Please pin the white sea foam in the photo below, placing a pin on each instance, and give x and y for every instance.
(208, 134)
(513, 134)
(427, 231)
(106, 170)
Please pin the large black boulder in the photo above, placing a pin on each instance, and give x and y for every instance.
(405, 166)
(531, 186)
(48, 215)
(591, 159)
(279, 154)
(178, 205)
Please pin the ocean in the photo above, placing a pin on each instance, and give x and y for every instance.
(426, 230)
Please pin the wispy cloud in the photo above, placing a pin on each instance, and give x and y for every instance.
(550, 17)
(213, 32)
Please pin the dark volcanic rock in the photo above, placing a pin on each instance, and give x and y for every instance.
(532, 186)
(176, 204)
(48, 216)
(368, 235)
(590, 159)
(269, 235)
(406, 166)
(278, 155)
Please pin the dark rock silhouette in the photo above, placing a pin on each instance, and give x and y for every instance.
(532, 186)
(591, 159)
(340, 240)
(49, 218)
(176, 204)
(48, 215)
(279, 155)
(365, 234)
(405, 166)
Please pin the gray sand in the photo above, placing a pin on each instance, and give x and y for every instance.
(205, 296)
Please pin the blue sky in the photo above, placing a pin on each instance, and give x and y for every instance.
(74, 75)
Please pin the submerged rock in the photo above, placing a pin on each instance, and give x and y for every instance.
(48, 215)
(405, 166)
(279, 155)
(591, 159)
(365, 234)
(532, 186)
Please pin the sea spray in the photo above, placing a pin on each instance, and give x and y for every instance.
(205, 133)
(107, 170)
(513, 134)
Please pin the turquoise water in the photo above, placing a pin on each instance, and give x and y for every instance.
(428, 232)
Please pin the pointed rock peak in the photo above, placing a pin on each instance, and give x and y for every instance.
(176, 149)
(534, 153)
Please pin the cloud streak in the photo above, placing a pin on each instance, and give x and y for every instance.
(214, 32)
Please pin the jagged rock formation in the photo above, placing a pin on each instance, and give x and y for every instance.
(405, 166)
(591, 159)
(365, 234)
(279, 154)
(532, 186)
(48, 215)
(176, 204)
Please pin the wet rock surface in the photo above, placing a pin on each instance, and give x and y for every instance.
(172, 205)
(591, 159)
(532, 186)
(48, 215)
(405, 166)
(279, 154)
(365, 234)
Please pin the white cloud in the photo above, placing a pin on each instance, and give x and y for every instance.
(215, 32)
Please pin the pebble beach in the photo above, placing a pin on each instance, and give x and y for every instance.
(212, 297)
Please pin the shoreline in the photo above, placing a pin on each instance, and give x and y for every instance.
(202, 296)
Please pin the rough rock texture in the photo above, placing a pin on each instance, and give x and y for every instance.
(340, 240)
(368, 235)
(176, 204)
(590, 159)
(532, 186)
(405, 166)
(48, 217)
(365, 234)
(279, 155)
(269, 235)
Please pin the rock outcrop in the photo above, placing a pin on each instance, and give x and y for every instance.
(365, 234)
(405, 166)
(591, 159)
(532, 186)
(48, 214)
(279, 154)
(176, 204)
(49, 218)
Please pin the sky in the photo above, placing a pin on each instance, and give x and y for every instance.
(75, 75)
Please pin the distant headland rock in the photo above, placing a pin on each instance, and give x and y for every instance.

++++++++++

▸ **EXERCISE PROMPT**
Your task is to retype the records above exactly.

▸ **TASK SOLUTION**
Please pin the white sea foam in the photo below, placing a pin on each instance, and give x and y for every instance.
(208, 134)
(513, 134)
(427, 231)
(106, 170)
Please pin the large black boulder in the photo above, placing a pin on each instance, and give x and y for every instance.
(405, 166)
(531, 186)
(48, 215)
(591, 159)
(279, 154)
(178, 205)
Please pin the ocean in the photo above, placing a pin on each instance, and give x and y for every instance.
(426, 230)
Please pin the wispy cloud in the photo above, placing a pin on each instance, and give x and y for every instance.
(550, 17)
(213, 32)
Please pin the dark volcanic rock in the photo above, placing a pin on each instance, and give x and y for every instance.
(532, 186)
(176, 204)
(48, 216)
(368, 235)
(590, 159)
(269, 235)
(406, 166)
(278, 155)
Please pin the dark rock silhouette in the photo above, placing a pin on each instance, and give x and y for every instance.
(532, 186)
(591, 159)
(340, 240)
(49, 218)
(176, 204)
(48, 215)
(279, 155)
(365, 234)
(405, 166)
Please pin the gray sand in the photo above, placing a pin on each instance, and give x and y for every instance.
(205, 296)
Please pin the blue sky in the photo above, placing a pin on each instance, and give x and y for every instance.
(74, 75)
Please pin the submerged rock in the photo above, placing a pin on each instance, and give x and y for every instance.
(48, 215)
(405, 166)
(279, 155)
(591, 159)
(365, 234)
(532, 186)
Please pin the sea spray in the photo above, placing a pin on each instance, and give x and y for every instance.
(205, 133)
(107, 170)
(513, 134)
Please pin the turquoise water in the photo above, placing a pin on each instance, and give x and y for every instance.
(428, 232)
Please pin the pointed rock peak in the photo above, placing a pin on each instance, and give x and y for every instance.
(176, 149)
(534, 153)
Please pin the cloud streak in the photo above, placing a pin on each instance, and give x and y for every instance.
(214, 32)
Please pin the jagged rock formation in the photo above, placing a pin on each instance, and give x and y for every instance.
(405, 166)
(591, 159)
(365, 234)
(279, 154)
(532, 186)
(48, 215)
(176, 204)
Please pin the wet rock surface in the photo above, placing a pin on each instance, and give x and y for every instance.
(172, 205)
(591, 159)
(532, 186)
(48, 215)
(405, 166)
(279, 154)
(365, 234)
Please pin the white cloud in the photo above, placing a pin on each instance, and give x and y for every instance.
(215, 32)
Please pin the pebble beach in the photo above, placing a pin on each instance, and give x and y for every instance.
(212, 297)
Please pin the shoreline in the photo above, placing a pin on each instance, and give x and y for every instance.
(202, 296)
Please pin the rough rock texture in the photo above, placing a pin on each instance, and give x and y for every instance.
(340, 240)
(368, 235)
(176, 204)
(590, 159)
(532, 186)
(405, 166)
(48, 217)
(365, 234)
(279, 155)
(269, 235)
Please pin the rock outcrop in the photo above, placing a pin on each instance, and give x and y for every instance.
(365, 234)
(405, 166)
(591, 159)
(532, 186)
(48, 214)
(279, 154)
(176, 204)
(49, 218)
Please pin the sky in the photo above, placing a pin on each instance, and give x and y for every instance.
(75, 75)
Please pin the distant headland rock in the photo above, placing a pin on each instance, and give x and y for every instance.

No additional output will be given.